The Austin American-Statesman reports that Alberto Gonzales has been unable to land a job with a law firm since resigning from his position as attorney general. Gonzales blames this on the economy and the "tough time for law firms." Under the circumstances, he says, firms "are going to be careful about bringing on people where there are questions about things that may have happened in their past."
Apparently Gonzales thinks that in good times law firms don't care about "things that may have happened in [a job applicant's] past." With the caveat that I don't know much about law firm hiring practices, I'd venture he's off base about that.
Carolyn Elefant's interpretation at Legal Blog Watch is that firms are giving Gonzales a taste of his own medicine and rejecting him on the basis of his political views. She points out that many big firms are representing Guantanamo detainees in habeas proceedings and suggests that Gonzales's approach to detainees while at DOJ would make him unwelcome at those firms.
I dig the poetic justice in this explanation, and it's more plausible than the tough job market. It doesn't seem correct to me, though, because I'd think that there are well-regarded law firms whose partnerships mostly share Gonzales's views on detainee policy (and other issues of public controversy).
My guess is that Gonzales is in a tough spot because much of what he did as attorney general looks to be not just despicable but also illegal and, possibly, criminal. Criminal prosecution, perhaps for perjurious testimony before Congress, is possible. (Less likely, but not out of the question, is eventual prosecution in the United States or elsewhere for his role in war crimes while he was White House counsel.) In good times and bad, most firms with reputations to protect are probably reluctant to attach their name to a lawyer who may soon be indicted for his performance at his last job.

USING THE INFORMATION ->
1. List each explanation the Gonzales post gives for why he has not found a law firm job, and say who offers each one.
2. Return everything in the Gonzales post from "Apparently Gonzales thinks" down to "at those firms.".
3. According to Carolyn Elefant in the Gonzales post, what are many big firms doing for Guantanamo detainees?

PROVIDED MATERIAL ->

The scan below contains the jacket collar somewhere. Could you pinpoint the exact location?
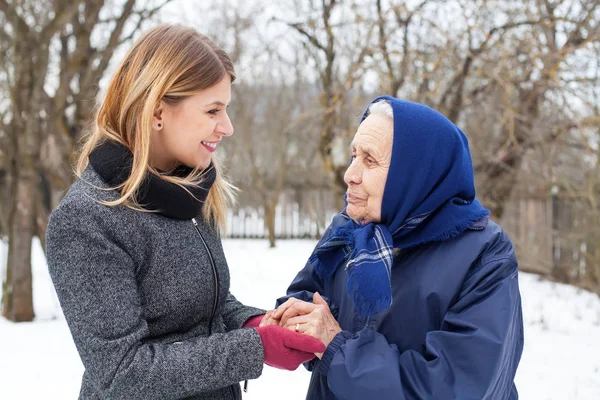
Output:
[89,141,217,219]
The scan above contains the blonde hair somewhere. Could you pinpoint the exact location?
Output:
[75,24,236,231]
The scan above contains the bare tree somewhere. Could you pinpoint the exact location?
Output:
[0,0,168,321]
[278,0,375,199]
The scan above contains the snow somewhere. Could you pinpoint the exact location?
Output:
[0,239,600,400]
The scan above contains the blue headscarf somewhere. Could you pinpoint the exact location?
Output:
[310,96,489,317]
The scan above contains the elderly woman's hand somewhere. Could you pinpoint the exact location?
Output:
[274,293,342,358]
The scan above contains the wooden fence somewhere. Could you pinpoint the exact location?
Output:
[226,190,600,281]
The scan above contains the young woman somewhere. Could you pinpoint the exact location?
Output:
[47,25,325,399]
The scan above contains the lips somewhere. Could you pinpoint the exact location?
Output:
[346,193,365,203]
[201,141,219,153]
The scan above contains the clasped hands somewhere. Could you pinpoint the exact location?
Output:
[259,293,342,358]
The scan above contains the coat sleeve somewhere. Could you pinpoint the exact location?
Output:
[275,214,347,310]
[318,258,523,400]
[47,202,264,399]
[222,293,266,331]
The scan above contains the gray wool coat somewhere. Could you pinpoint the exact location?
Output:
[47,166,265,400]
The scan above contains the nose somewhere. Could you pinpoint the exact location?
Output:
[344,158,362,186]
[215,112,233,136]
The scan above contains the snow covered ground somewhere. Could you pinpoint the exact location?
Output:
[0,240,600,400]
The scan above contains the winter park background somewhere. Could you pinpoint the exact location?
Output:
[0,0,600,400]
[0,239,600,400]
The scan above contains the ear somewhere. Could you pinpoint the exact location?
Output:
[152,101,165,131]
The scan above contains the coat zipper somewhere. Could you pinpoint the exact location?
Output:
[192,218,219,336]
[192,218,248,400]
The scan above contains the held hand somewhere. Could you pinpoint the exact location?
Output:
[272,297,310,326]
[281,293,342,358]
[258,310,279,326]
[256,325,325,371]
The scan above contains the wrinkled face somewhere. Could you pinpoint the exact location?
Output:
[150,75,233,171]
[344,114,394,223]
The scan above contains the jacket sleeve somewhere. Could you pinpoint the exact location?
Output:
[222,293,266,332]
[275,214,347,310]
[47,201,264,399]
[318,258,523,400]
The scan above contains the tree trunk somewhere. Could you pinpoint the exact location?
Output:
[265,201,277,248]
[2,160,38,322]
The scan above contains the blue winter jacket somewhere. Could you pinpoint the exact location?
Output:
[277,214,523,400]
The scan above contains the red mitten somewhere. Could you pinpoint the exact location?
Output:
[256,325,325,371]
[242,314,265,328]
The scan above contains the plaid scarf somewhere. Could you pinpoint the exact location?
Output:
[309,96,489,317]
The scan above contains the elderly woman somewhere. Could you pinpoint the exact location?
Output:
[261,97,523,400]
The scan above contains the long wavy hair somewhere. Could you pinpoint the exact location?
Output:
[75,24,236,231]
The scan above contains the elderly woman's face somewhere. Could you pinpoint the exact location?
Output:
[344,114,394,223]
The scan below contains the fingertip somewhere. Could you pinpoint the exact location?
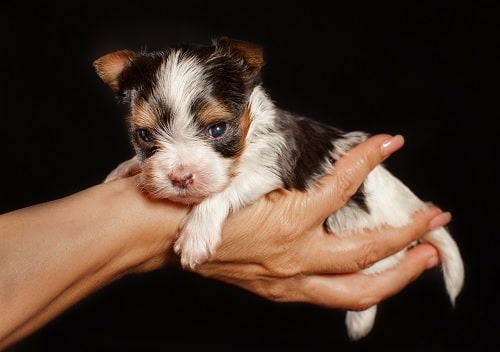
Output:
[380,134,405,157]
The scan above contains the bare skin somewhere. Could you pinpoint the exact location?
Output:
[0,135,450,349]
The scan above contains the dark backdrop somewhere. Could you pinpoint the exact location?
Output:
[0,1,499,351]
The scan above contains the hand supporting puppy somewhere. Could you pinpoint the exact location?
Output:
[195,135,450,310]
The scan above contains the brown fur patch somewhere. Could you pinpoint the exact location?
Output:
[231,106,251,176]
[93,50,137,92]
[130,100,157,128]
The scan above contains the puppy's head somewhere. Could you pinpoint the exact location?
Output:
[94,37,264,204]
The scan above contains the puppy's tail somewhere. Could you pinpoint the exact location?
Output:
[423,227,465,306]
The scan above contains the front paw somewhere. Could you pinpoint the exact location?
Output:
[103,156,141,183]
[174,222,221,270]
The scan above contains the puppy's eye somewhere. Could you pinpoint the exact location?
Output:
[208,122,226,138]
[136,128,153,143]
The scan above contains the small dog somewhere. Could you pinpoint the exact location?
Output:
[94,37,464,340]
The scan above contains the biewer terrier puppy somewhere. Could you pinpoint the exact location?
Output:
[94,37,464,339]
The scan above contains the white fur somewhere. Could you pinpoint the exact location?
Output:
[107,54,464,339]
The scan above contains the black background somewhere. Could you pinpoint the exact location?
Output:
[0,1,499,351]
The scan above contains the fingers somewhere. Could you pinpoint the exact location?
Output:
[306,134,404,224]
[297,206,451,274]
[301,244,439,310]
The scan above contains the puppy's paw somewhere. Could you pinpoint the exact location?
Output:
[345,306,377,340]
[174,221,221,270]
[103,156,141,183]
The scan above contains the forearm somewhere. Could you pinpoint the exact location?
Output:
[0,178,185,348]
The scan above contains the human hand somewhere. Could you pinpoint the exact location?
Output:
[195,135,450,310]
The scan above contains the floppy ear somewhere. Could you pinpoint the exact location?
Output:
[213,36,264,78]
[93,50,139,93]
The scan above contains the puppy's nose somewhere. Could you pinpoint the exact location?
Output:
[168,172,194,188]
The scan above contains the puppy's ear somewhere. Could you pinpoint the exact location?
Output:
[93,50,139,93]
[213,37,264,77]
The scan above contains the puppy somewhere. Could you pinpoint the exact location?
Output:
[94,37,464,340]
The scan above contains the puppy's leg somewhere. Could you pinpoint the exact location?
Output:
[174,197,230,269]
[423,227,465,305]
[174,167,281,269]
[103,156,141,183]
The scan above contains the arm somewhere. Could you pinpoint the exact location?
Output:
[0,135,449,349]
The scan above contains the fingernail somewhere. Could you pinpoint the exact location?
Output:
[380,134,405,156]
[427,211,451,230]
[426,255,439,269]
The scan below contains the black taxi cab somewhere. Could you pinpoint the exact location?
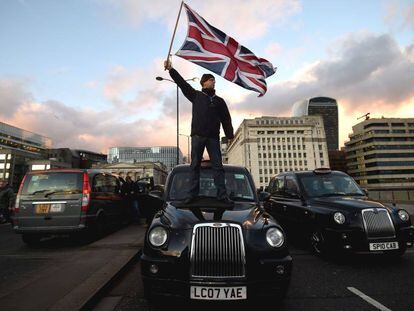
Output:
[265,169,414,256]
[141,164,292,302]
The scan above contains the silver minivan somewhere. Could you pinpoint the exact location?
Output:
[13,169,128,245]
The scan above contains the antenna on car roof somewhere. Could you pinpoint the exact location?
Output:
[357,112,371,120]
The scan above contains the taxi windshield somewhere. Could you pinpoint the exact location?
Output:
[168,170,255,202]
[299,174,365,197]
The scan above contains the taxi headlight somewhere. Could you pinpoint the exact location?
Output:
[398,209,410,221]
[148,226,168,247]
[266,228,285,247]
[334,212,345,225]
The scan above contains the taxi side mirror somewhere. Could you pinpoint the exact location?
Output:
[259,191,271,202]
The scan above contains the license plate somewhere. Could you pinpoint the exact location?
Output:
[190,286,247,300]
[36,204,50,214]
[50,203,65,213]
[369,242,399,252]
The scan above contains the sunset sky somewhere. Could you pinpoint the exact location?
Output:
[0,0,414,154]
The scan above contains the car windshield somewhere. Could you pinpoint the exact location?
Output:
[299,174,365,197]
[22,173,83,196]
[168,170,255,201]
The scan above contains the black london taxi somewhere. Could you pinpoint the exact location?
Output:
[13,169,127,245]
[265,169,414,256]
[141,162,292,302]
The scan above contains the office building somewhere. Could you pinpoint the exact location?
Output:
[0,122,52,191]
[345,118,414,200]
[108,146,183,171]
[292,97,339,150]
[93,162,167,185]
[222,116,329,187]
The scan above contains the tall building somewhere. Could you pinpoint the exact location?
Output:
[0,122,52,191]
[292,97,339,150]
[345,118,414,198]
[222,116,329,187]
[108,146,183,171]
[0,122,52,154]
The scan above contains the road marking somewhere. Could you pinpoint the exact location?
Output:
[347,287,391,311]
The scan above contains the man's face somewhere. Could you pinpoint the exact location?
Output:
[203,78,216,89]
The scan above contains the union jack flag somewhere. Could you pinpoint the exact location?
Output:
[176,3,276,96]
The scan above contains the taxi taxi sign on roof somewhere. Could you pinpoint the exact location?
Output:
[313,167,331,174]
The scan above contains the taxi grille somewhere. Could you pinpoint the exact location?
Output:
[190,223,246,278]
[362,208,395,238]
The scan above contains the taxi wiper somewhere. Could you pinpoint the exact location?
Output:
[320,192,346,197]
[45,189,78,197]
[30,189,47,195]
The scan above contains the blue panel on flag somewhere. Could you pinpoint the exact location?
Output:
[196,61,226,75]
[181,41,201,52]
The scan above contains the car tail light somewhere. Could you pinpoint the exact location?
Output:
[12,175,27,215]
[81,173,91,213]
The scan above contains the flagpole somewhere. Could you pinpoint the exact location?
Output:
[167,1,184,64]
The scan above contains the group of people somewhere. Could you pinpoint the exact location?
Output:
[0,181,15,224]
[121,176,148,223]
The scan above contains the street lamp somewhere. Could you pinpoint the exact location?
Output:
[155,77,197,165]
[179,134,191,163]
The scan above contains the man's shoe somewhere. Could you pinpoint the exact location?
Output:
[183,197,194,204]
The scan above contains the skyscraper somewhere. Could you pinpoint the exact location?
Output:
[292,97,339,150]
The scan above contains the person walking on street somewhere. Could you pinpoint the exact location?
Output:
[121,176,140,223]
[0,181,14,223]
[164,59,234,204]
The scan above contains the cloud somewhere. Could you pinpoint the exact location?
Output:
[237,34,414,115]
[384,2,414,30]
[233,33,414,146]
[0,79,32,118]
[100,0,302,40]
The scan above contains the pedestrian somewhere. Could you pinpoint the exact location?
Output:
[121,176,140,222]
[0,180,15,223]
[164,59,234,204]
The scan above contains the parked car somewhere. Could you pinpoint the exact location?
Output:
[265,169,414,256]
[141,162,292,301]
[13,169,128,245]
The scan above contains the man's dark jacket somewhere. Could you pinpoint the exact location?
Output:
[170,68,234,139]
[0,185,14,210]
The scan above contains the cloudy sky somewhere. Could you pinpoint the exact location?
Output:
[0,0,414,154]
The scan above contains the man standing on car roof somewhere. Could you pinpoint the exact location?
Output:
[164,59,234,203]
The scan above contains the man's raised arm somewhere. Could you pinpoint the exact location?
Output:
[164,60,197,102]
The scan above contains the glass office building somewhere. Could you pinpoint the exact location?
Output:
[108,146,183,171]
[292,97,339,150]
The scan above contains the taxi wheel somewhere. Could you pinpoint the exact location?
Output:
[309,230,326,256]
[22,233,42,246]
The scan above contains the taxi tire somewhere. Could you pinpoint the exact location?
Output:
[309,229,326,257]
[22,233,42,247]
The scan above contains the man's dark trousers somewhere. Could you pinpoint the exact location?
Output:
[188,135,226,199]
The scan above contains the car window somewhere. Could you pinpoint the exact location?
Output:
[285,176,299,194]
[300,174,364,197]
[92,174,119,193]
[22,172,83,194]
[275,176,285,194]
[168,170,255,201]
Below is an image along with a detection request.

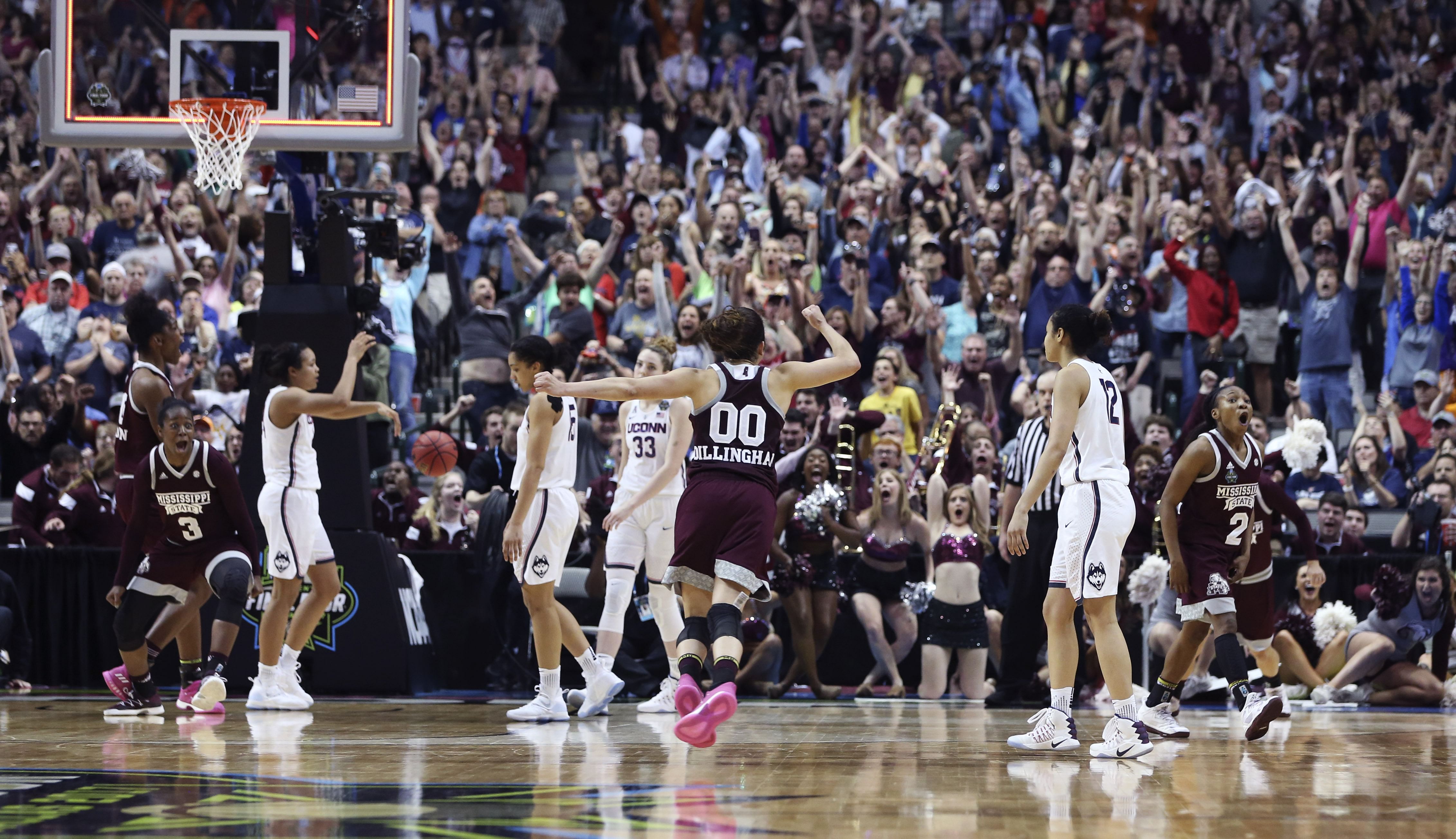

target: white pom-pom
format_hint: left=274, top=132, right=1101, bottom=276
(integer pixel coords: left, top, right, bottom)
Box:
left=1315, top=600, right=1357, bottom=650
left=1284, top=420, right=1326, bottom=469
left=1127, top=553, right=1168, bottom=606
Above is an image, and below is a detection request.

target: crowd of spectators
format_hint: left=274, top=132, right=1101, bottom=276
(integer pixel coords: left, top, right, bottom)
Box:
left=0, top=0, right=1456, bottom=702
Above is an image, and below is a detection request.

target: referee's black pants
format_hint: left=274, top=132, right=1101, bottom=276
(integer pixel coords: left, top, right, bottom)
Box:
left=1000, top=511, right=1057, bottom=686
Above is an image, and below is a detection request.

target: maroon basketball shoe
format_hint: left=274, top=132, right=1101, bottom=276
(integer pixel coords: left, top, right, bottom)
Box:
left=100, top=664, right=131, bottom=699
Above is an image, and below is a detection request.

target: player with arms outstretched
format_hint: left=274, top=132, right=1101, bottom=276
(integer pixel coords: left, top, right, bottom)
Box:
left=566, top=336, right=693, bottom=714
left=1006, top=303, right=1153, bottom=758
left=536, top=306, right=859, bottom=747
left=501, top=335, right=623, bottom=722
left=1139, top=384, right=1284, bottom=740
left=105, top=396, right=258, bottom=717
left=247, top=332, right=400, bottom=711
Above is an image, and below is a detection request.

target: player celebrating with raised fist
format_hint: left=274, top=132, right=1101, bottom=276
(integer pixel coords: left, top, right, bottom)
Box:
left=1006, top=303, right=1153, bottom=758
left=1142, top=384, right=1284, bottom=740
left=536, top=306, right=859, bottom=747
left=247, top=332, right=400, bottom=711
left=105, top=396, right=258, bottom=717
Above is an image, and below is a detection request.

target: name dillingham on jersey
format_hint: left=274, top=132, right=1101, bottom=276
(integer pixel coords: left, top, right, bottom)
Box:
left=157, top=492, right=213, bottom=516
left=693, top=446, right=780, bottom=466
left=1216, top=484, right=1259, bottom=513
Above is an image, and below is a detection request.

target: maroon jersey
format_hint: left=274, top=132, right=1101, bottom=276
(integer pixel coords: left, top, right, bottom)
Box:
left=48, top=479, right=127, bottom=548
left=10, top=466, right=67, bottom=548
left=687, top=361, right=783, bottom=494
left=117, top=361, right=172, bottom=476
left=1178, top=431, right=1267, bottom=565
left=117, top=440, right=258, bottom=586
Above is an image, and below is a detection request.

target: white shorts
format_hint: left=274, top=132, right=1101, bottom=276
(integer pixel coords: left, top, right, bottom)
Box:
left=1048, top=481, right=1136, bottom=603
left=258, top=484, right=333, bottom=580
left=515, top=486, right=581, bottom=586
left=607, top=495, right=680, bottom=583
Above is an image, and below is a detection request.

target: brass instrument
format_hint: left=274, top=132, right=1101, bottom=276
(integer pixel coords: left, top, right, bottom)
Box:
left=920, top=402, right=961, bottom=475
left=834, top=422, right=863, bottom=553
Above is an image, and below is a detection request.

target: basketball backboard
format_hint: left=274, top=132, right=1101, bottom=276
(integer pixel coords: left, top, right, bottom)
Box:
left=36, top=0, right=419, bottom=152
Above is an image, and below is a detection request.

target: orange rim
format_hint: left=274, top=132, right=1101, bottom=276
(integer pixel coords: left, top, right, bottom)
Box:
left=167, top=96, right=268, bottom=140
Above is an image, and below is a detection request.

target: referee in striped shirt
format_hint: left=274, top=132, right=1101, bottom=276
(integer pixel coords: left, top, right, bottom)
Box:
left=986, top=370, right=1061, bottom=708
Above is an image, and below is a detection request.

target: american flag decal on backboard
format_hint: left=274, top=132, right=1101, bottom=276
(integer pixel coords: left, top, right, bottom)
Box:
left=338, top=84, right=378, bottom=114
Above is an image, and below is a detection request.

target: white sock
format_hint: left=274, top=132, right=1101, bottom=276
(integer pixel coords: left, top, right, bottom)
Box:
left=539, top=667, right=561, bottom=699
left=577, top=647, right=601, bottom=679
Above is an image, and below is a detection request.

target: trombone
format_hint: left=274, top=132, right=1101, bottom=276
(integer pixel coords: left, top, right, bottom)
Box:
left=834, top=422, right=862, bottom=553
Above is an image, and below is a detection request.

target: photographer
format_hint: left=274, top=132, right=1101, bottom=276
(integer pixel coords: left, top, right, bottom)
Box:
left=1390, top=479, right=1456, bottom=553
left=374, top=204, right=438, bottom=437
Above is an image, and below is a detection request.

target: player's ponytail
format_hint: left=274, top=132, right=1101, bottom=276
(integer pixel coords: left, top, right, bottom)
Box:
left=1188, top=384, right=1237, bottom=440
left=1051, top=303, right=1112, bottom=355
left=700, top=306, right=763, bottom=361
left=253, top=341, right=309, bottom=384
left=642, top=335, right=677, bottom=370
left=121, top=291, right=169, bottom=353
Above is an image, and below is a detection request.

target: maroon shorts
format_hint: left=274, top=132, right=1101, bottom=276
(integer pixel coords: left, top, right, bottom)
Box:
left=662, top=475, right=775, bottom=600
left=127, top=539, right=253, bottom=603
left=1178, top=545, right=1237, bottom=620
left=1233, top=577, right=1274, bottom=644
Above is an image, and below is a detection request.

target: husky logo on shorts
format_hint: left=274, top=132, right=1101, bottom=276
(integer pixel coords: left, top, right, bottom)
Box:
left=1209, top=574, right=1229, bottom=597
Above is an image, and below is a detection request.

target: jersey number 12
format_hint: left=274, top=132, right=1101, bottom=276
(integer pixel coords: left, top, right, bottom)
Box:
left=1098, top=379, right=1118, bottom=425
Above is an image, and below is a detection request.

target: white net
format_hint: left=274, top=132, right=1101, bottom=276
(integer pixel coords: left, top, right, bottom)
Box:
left=170, top=99, right=268, bottom=192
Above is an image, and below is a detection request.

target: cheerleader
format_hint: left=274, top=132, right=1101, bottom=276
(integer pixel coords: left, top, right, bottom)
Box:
left=920, top=475, right=1000, bottom=699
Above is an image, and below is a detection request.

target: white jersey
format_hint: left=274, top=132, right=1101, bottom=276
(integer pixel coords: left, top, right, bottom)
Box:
left=262, top=384, right=322, bottom=489
left=511, top=396, right=581, bottom=489
left=617, top=399, right=692, bottom=497
left=1057, top=358, right=1128, bottom=486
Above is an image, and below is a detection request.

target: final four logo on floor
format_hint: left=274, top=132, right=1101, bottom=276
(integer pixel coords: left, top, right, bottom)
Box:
left=243, top=551, right=359, bottom=651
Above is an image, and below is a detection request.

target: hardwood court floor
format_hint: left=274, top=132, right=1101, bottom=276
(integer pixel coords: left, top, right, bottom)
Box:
left=0, top=696, right=1456, bottom=839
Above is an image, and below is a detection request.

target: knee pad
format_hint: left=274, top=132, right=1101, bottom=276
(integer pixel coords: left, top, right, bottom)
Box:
left=647, top=583, right=683, bottom=641
left=111, top=590, right=172, bottom=653
left=677, top=617, right=712, bottom=648
left=708, top=603, right=742, bottom=642
left=597, top=568, right=636, bottom=635
left=207, top=556, right=253, bottom=626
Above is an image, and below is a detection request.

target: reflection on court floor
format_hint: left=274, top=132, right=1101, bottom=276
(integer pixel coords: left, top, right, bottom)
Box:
left=0, top=696, right=1456, bottom=839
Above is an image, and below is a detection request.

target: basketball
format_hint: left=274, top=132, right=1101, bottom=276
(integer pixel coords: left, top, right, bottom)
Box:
left=411, top=431, right=456, bottom=478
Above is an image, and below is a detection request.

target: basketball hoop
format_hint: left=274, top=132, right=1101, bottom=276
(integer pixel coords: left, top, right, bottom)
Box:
left=170, top=98, right=268, bottom=194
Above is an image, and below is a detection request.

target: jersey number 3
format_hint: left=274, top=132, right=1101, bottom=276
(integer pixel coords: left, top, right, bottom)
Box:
left=178, top=516, right=202, bottom=542
left=1099, top=379, right=1118, bottom=425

SOLUTIONS TO THE TASKS ->
1.
- The economy and the "tough time for law firms." (Gonzales)
- Firms rejecting him for his political views, especially his approach to detainees while at DOJ. (Carolyn Elefant)
- Firms being reluctant to hire a lawyer who may soon be indicted for what he did as attorney general. (The writer of the post)

2.
Apparently Gonzales thinks that in good times law firms don't care about "things that may have happened in [a job applicant's] past." With the caveat that I don't know much about law firm hiring practices, I'd venture he's off base about that.
Carolyn Elefant's interpretation at Legal Blog Watch is that firms are giving Gonzales a taste of his own medicine and rejecting him on the basis of his political views. She points out that many big firms are representing Guantanamo detainees in habeas proceedings and suggests that Gonzales's approach to detainees while at DOJ would make him unwelcome at those firms.

3. Representing them in habeas proceedings.